## Extrait choisi

%%

Les pratiques et les discours des relationnistes média.

L’analyse des discours de responsables des relations médias au Québec montre qu’ils doivent concilier leurs principes de transparence, rigueur, diligence et équité avec des limites organisationnelles.

Les relationnistes média veulent fournir rapidement de l’information vraie aux journalistes mais ils doivent jongler avec des contraintes de temps et d’accès, auxquelles s’ajoute l’impératif de servir les intérêts de leur client.

Cela mène à une interprétation et une mise en œuvre restreinte de leurs principes : ils se retrouvent parfois dans les marges de la transparence, rigueur, diligence et équité. Les règles de conduite des relationnistes peuvent alors devenir des valeurs de façade et des plaidoyers pro-relations publiques.

L’enquête a été menée auprès de 30 relationnistes québécois. Ils ont décrit leurs façons de jouer leur rôle, comment ils conçoivent ce rôle et quels principes guident leur travail. Puis, en tentant de voir ce qui peut susciter l’antagonisme des journalistes, émerge ceci : ce sont les modalités de mise en œuvre des principes des relationnistes, les définitions de ces principes et la primauté accordée aux intérêts du client qui sont en cause.

En second lieu, c’est l’aspect promotionnel qui dérange : quand les relationnistes promeuvent des principes dans le but de promouvoir leurs propres intérêts.

Des citations

  • Tous les relationnistes prônent la transparence. R-15 dit par exemple « jouer à visière levée », R-13 parle d’« ouverture ». R-7 explique, « Même quand tu ne peux pas répondre, dis-le : ‘ je ne peux pas le dire ’ ».
  • La rigueur fait aussi partie des principes de travail des relationnistes. R-29 décrit sa démarche lorsqu’il reçoit un appel de journaliste : il cherche à « avoir une information validée, factuelle, vérifiée. Ça, c’est toujours très important. Avant de transmettre une information, même si j’ai une certitude quasi absolue, je vais aller re-vérifier auprès des détenteurs de l’information avant de la transmettre ».

%%

## À faire
Modifiez le passage de l'extrait sur les relationnistes média qui commence aux mots « En second lieu, c’est » et s'arrête après « leurs propres intérêts. » en remplaçant « dérange » par « irrite ». Donnez ensuite, s'il vous plaît, le passage ainsi modifié. Le matériel qui suit est indépendant de l'extrait.

## Segment de données
%%

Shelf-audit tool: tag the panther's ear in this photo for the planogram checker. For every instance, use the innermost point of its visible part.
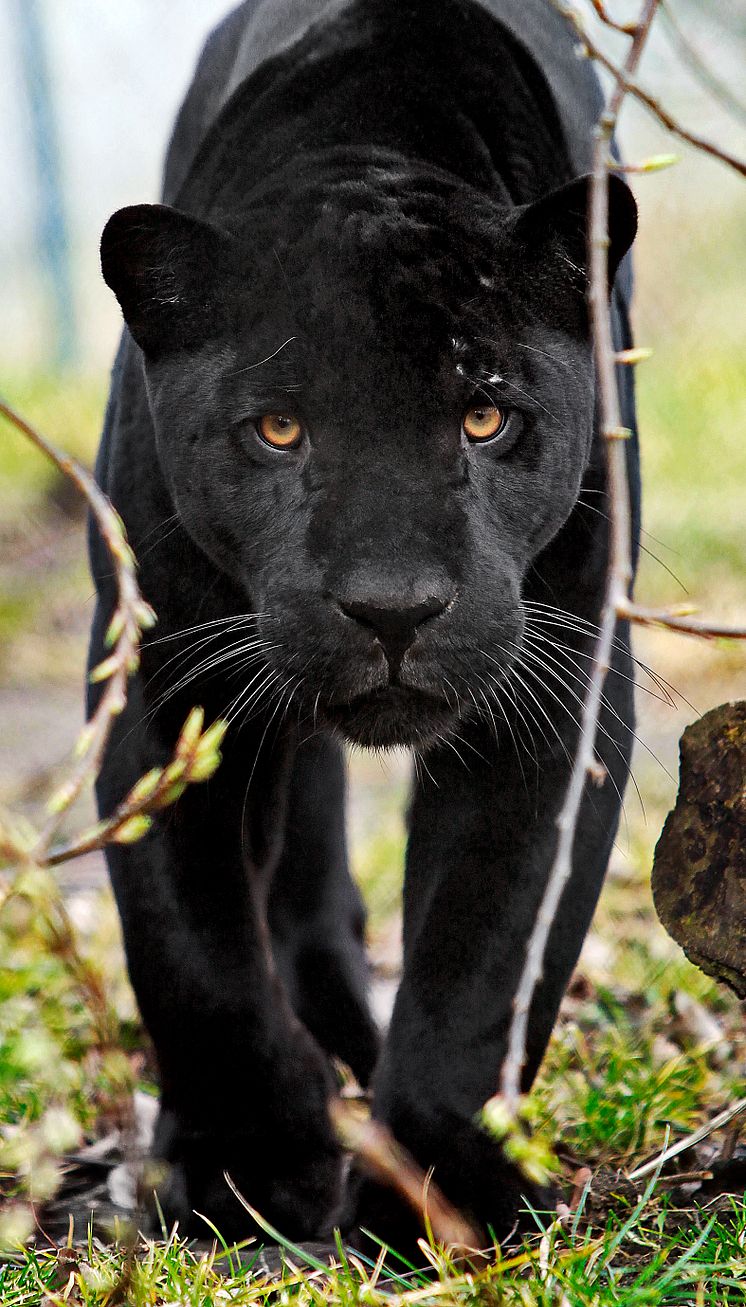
(166, 269)
(558, 224)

%%

## Réponse rédigée
En second lieu, c’est l’aspect promotionnel qui irrite : quand les relationnistes promeuvent des principes dans le but de promouvoir leurs propres intérêts.